## [DATA SUPPLIED]
+ + + +
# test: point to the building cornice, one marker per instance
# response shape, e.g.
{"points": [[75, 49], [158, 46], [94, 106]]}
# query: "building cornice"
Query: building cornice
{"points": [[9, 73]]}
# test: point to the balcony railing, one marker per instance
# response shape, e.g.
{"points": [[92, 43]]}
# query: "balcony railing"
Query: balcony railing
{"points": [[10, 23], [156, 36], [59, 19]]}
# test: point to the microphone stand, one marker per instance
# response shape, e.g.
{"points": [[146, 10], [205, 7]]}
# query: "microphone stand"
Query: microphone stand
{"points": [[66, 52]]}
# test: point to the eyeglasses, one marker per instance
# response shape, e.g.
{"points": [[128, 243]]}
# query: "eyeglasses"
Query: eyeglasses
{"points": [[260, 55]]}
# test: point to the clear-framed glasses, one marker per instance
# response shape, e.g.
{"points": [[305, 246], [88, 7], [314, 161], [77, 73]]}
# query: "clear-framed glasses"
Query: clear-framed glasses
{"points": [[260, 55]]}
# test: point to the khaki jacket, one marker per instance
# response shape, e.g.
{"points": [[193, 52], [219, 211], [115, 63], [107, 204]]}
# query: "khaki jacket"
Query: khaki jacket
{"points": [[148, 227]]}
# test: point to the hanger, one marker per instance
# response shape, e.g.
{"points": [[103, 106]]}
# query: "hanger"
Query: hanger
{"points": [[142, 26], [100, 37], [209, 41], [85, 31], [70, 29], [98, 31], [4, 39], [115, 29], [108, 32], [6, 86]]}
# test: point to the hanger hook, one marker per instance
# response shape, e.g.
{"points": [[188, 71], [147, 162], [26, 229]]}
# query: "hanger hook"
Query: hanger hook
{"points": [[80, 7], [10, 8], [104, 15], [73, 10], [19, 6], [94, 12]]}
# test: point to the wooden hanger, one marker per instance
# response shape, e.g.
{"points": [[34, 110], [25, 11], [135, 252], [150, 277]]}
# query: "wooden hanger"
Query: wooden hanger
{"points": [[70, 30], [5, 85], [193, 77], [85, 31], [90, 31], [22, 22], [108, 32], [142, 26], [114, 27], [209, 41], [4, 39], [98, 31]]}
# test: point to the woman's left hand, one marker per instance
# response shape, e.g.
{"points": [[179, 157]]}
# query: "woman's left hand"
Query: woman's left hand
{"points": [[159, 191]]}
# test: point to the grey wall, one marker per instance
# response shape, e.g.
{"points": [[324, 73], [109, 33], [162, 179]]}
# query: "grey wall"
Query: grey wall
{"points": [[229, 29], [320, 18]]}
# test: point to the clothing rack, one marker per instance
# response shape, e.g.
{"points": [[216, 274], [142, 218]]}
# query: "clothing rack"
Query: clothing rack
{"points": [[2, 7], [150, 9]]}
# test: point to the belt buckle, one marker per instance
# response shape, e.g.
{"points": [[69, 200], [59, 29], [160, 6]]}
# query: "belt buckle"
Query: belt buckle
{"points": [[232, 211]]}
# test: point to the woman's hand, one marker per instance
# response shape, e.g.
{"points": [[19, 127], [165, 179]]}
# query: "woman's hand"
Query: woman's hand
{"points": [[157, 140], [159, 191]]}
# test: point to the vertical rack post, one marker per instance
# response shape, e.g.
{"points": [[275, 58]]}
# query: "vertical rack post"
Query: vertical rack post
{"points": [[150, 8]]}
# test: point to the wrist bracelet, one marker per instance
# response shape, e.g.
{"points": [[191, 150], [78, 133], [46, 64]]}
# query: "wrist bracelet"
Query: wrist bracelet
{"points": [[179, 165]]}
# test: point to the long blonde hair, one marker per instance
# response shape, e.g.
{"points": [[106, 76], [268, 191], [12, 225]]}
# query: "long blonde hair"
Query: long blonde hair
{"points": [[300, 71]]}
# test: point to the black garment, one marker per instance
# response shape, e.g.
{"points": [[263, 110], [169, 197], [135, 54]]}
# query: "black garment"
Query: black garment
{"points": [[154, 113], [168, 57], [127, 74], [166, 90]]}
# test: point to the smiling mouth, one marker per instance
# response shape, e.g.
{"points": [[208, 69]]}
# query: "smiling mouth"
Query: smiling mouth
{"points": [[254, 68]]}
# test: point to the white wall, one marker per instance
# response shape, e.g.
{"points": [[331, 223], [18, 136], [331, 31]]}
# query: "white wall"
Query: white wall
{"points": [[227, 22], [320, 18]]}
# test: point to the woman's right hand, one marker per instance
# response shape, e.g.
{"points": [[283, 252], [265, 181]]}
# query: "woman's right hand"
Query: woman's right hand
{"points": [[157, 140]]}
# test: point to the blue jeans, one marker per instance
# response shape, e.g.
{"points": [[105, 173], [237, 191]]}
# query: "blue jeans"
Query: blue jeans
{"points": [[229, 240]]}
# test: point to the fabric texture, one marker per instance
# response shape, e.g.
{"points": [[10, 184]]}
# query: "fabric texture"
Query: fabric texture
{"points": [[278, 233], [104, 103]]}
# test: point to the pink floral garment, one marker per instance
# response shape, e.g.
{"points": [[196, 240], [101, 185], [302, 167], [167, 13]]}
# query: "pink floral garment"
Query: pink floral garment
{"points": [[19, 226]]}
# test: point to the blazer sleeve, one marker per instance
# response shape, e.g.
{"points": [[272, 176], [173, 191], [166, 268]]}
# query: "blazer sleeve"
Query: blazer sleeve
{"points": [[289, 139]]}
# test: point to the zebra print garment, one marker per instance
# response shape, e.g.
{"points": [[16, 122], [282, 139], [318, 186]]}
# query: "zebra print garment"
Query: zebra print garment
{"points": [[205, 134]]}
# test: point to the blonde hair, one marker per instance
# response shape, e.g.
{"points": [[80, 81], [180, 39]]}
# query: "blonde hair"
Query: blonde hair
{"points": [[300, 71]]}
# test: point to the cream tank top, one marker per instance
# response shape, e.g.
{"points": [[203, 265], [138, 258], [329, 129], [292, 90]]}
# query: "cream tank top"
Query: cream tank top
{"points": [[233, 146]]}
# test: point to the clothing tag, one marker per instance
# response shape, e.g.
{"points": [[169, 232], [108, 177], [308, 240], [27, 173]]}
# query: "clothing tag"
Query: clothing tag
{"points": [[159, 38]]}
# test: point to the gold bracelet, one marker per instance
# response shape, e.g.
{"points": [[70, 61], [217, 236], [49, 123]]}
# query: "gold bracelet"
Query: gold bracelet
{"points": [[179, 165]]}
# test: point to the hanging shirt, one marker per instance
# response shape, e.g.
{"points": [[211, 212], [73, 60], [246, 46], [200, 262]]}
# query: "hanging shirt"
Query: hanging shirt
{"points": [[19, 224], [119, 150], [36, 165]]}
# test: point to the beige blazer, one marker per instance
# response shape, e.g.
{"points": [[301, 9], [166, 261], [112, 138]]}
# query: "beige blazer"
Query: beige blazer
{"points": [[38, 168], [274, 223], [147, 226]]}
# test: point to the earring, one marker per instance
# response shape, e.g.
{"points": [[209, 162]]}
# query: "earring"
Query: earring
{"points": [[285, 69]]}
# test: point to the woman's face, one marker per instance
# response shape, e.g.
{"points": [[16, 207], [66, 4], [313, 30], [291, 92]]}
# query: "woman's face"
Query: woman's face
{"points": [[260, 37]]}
+ + + +
## [TASK REQUIREMENTS]
Repeat all of the records above exactly as written.

## [THE REPLY]
# test: point to the building cornice, one marker per instance
# response shape, e.g.
{"points": [[75, 49], [158, 46], [94, 106]]}
# query: "building cornice"
Query: building cornice
{"points": [[9, 73]]}
# test: point to the balcony railing, one marker per instance
# response shape, e.g.
{"points": [[92, 43]]}
# query: "balcony railing"
Query: balcony railing
{"points": [[10, 23], [156, 36], [59, 19]]}
# test: point to the microphone stand, one marker per instance
# response shape, e.g.
{"points": [[146, 10], [205, 7]]}
# query: "microphone stand"
Query: microphone stand
{"points": [[66, 52]]}
# test: point to the eyeglasses, one marker per instance
# response shape, e.g.
{"points": [[128, 243]]}
# query: "eyeglasses"
Query: eyeglasses
{"points": [[260, 55]]}
# test: point to the clear-framed glasses, one marker per instance
# response shape, e.g.
{"points": [[305, 246], [88, 7], [314, 161], [77, 73]]}
# query: "clear-framed glasses"
Query: clear-framed glasses
{"points": [[260, 55]]}
# test: point to the khaki jacket, one marker per instance
# response shape, e.g.
{"points": [[193, 52], [219, 211], [115, 63], [107, 204]]}
# query: "khaki jacket"
Query: khaki jacket
{"points": [[148, 227]]}
# test: point to the hanger, one marker per instance
# response shape, e.g.
{"points": [[103, 106]]}
# query: "hanger"
Query: hanger
{"points": [[142, 26], [100, 37], [209, 41], [85, 31], [70, 29], [98, 31], [4, 39], [115, 29], [108, 32], [6, 86]]}
# test: point to the hanger hook, one marker per instance
# response shape, e.g.
{"points": [[188, 71], [147, 162], [26, 229]]}
# query: "hanger hook"
Query: hanger hook
{"points": [[80, 7], [10, 8], [104, 15], [73, 10], [19, 6], [94, 12]]}
# test: point to the wooden hanger, one marker per instance
# response shape, e.g.
{"points": [[34, 110], [25, 11], [135, 252], [150, 277]]}
# query: "wooden hanger"
Query: wooden hanger
{"points": [[70, 30], [5, 85], [193, 77], [85, 31], [90, 31], [22, 22], [108, 32], [142, 26], [114, 27], [209, 41], [4, 39], [98, 31]]}
# test: point to the woman's left hand, one marker per instance
# response shape, e.g.
{"points": [[179, 157]]}
# query: "woman's left hand"
Query: woman's left hand
{"points": [[159, 191]]}
# test: point to the grey wall, one marker per instance
# response shape, e.g.
{"points": [[324, 73], [109, 33], [162, 179]]}
# query: "grey wall"
Query: grey wall
{"points": [[229, 29], [320, 18]]}
# test: point to the clothing rack, one marker per instance
# response shape, e.g.
{"points": [[216, 274], [142, 218]]}
# query: "clothing rack"
Query: clothing rack
{"points": [[2, 7], [150, 9]]}
# test: point to the belt buckle, one marker per instance
# response shape, e.g.
{"points": [[69, 200], [59, 29], [160, 6]]}
# query: "belt buckle"
Query: belt buckle
{"points": [[232, 211]]}
# test: point to the woman's hand, one marker per instance
# response shape, e.g.
{"points": [[19, 127], [165, 179]]}
# query: "woman's hand"
Query: woman's hand
{"points": [[157, 140], [159, 191]]}
# test: point to the vertical rack post, one marker per instance
# response shape, e.g.
{"points": [[275, 58]]}
# query: "vertical rack post"
Query: vertical rack post
{"points": [[150, 8]]}
# test: point to the wrist bracelet, one marker per instance
# response shape, e.g.
{"points": [[191, 150], [78, 133], [46, 64]]}
# query: "wrist bracelet"
Query: wrist bracelet
{"points": [[179, 165]]}
# test: point to the long blonde hair, one marker per instance
# response shape, e.g.
{"points": [[106, 76], [268, 191], [12, 225]]}
# query: "long blonde hair"
Query: long blonde hair
{"points": [[300, 71]]}
# test: point to the black garment, one marker per instance
# response shape, e.g.
{"points": [[263, 110], [169, 197], [135, 54]]}
# query: "black garment"
Query: black garment
{"points": [[154, 113], [168, 57], [127, 74], [166, 90]]}
# test: point to the smiling mouth, one marker per instance
# response shape, e.g.
{"points": [[208, 69]]}
# query: "smiling mouth"
Query: smiling mouth
{"points": [[254, 68]]}
# test: point to the white wall, one marker per instance
# response shape, e.g.
{"points": [[331, 223], [18, 136], [331, 31]]}
# query: "white wall"
Query: white wall
{"points": [[227, 22], [320, 18]]}
# test: point to the woman's right hand, one marker per instance
# response shape, e.g.
{"points": [[283, 252], [265, 181]]}
# query: "woman's right hand"
Query: woman's right hand
{"points": [[157, 140]]}
# test: point to the blue jeans, one marker per instance
# response shape, e.g.
{"points": [[105, 173], [237, 191]]}
# query: "blue jeans"
Query: blue jeans
{"points": [[229, 240]]}
# test: point to the fabric texture, one marker per instance
# response shape, e.g.
{"points": [[10, 184]]}
# query: "fabric texture"
Query: fabric texture
{"points": [[278, 233], [104, 103]]}
# test: point to the pink floral garment, one marker per instance
# response shape, e.g.
{"points": [[196, 240], [101, 185], [302, 167], [167, 13]]}
# query: "pink floral garment"
Query: pink floral garment
{"points": [[19, 226]]}
# test: point to the blazer sleeve, one marker per instance
# response shape, e.g.
{"points": [[272, 176], [173, 191], [166, 268]]}
# query: "blazer sleeve"
Query: blazer sleeve
{"points": [[289, 139]]}
# test: point to the zebra print garment, one marker per instance
# response shape, e.g.
{"points": [[16, 122], [282, 139], [318, 186]]}
# query: "zebra print garment"
Query: zebra print garment
{"points": [[205, 134]]}
# test: point to the blonde hair, one marker per instance
# response shape, e.g.
{"points": [[80, 81], [180, 39]]}
# query: "blonde hair"
Query: blonde hair
{"points": [[300, 71]]}
# test: point to the cream tank top, one marker per instance
# response shape, e.g.
{"points": [[203, 265], [138, 258], [329, 129], [292, 90]]}
# query: "cream tank top"
Query: cream tank top
{"points": [[233, 146]]}
# test: point to the clothing tag, one marker per instance
# response shape, e.g.
{"points": [[169, 232], [108, 177], [308, 240], [27, 173]]}
# query: "clothing tag"
Query: clothing tag
{"points": [[159, 38]]}
# test: point to the gold bracelet, one marker per instance
# response shape, e.g.
{"points": [[70, 61], [217, 236], [49, 123]]}
# query: "gold bracelet"
Query: gold bracelet
{"points": [[179, 165]]}
# test: point to the hanging shirt, one marker per instance
# response shape, e.g.
{"points": [[211, 212], [73, 60], [246, 46], [200, 262]]}
# query: "hanging shirt"
Query: hanging shirt
{"points": [[19, 224], [119, 150], [36, 165]]}
# test: point to the beige blazer, one marker per instance
# response shape, e.g.
{"points": [[301, 9], [166, 261], [112, 138]]}
# query: "beige blazer"
Query: beige blazer
{"points": [[38, 168], [274, 223], [147, 226]]}
# test: point to the earring, one marker per instance
# response shape, e.g.
{"points": [[209, 162]]}
# query: "earring"
Query: earring
{"points": [[285, 69]]}
# test: point to the woman's face, one marker per instance
# response shape, e.g.
{"points": [[16, 207], [66, 4], [313, 30], [291, 92]]}
# query: "woman's face"
Query: woman's face
{"points": [[260, 37]]}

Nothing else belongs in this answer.